= Beginning of Section =

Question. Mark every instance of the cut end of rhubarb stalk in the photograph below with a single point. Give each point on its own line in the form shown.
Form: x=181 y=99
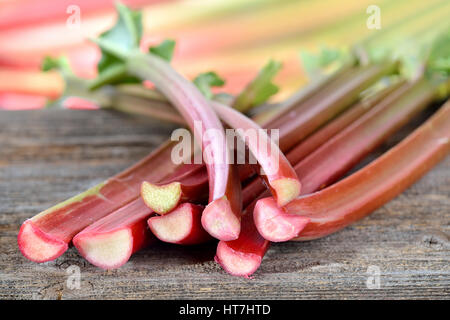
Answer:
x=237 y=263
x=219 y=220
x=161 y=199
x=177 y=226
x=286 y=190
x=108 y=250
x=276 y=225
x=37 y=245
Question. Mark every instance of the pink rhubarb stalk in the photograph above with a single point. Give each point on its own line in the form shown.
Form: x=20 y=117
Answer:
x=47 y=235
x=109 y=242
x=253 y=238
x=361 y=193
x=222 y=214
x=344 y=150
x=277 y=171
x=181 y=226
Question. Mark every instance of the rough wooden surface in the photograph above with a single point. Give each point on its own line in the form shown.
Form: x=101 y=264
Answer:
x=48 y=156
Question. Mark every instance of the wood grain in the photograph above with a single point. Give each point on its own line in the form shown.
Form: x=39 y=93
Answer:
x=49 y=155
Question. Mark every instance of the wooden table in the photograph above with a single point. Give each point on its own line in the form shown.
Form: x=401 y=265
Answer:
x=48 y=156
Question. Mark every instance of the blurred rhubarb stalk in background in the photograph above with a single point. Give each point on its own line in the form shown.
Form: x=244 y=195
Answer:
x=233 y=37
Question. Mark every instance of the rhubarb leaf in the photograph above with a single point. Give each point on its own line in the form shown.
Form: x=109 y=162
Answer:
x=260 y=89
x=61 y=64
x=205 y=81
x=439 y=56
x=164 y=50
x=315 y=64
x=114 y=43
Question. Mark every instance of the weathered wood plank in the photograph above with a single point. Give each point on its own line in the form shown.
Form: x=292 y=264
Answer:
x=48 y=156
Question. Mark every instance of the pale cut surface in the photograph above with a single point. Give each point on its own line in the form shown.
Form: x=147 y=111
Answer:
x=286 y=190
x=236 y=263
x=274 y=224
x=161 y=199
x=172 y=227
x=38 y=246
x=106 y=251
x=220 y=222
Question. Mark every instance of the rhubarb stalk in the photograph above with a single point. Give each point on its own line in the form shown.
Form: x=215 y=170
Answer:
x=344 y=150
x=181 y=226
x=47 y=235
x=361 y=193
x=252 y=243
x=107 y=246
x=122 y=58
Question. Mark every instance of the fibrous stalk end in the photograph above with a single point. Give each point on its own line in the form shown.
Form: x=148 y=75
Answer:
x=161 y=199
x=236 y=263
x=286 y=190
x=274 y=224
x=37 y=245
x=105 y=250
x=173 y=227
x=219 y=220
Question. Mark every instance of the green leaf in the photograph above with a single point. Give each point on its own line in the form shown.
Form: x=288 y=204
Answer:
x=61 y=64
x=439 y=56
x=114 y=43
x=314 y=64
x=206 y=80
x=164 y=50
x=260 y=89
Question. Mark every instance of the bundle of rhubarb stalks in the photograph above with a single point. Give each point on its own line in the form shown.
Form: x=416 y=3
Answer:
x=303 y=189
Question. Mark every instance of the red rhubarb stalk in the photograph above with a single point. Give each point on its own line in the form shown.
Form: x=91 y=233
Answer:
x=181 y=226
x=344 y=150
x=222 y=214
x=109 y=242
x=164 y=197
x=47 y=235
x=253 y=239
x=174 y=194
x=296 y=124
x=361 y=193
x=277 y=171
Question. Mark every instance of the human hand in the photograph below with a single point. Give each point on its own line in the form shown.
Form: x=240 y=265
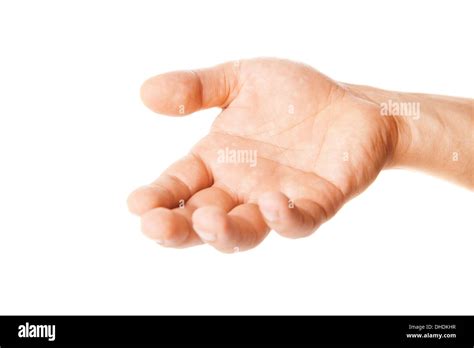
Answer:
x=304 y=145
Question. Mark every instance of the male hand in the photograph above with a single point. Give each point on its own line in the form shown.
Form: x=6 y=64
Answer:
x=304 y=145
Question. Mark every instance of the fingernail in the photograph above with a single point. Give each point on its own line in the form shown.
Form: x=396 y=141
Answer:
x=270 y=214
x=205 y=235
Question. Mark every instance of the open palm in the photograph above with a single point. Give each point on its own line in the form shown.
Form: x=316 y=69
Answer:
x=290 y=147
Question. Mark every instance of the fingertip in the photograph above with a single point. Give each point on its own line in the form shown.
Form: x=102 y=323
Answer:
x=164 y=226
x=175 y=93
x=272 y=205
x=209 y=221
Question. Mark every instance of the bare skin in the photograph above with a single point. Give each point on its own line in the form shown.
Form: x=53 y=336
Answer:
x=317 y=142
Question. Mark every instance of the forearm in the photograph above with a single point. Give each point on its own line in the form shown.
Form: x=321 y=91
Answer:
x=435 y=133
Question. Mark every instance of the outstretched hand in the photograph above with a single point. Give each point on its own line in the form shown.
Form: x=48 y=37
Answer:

= End of Section =
= Beginning of Section =

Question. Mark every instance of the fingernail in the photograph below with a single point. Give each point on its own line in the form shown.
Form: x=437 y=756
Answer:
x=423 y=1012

= End of Section =

**Task goal**
If a line in the listing contains the string "fingernail", copy it.

**Solution to this problem**
Question. Mark every instance of the fingernail in the photograph above with a single point. Give each point on its own line in the form shown.
Question. Mark every instance of the fingernail in the photograph below with a single point. Give each point on its own line in the form shown.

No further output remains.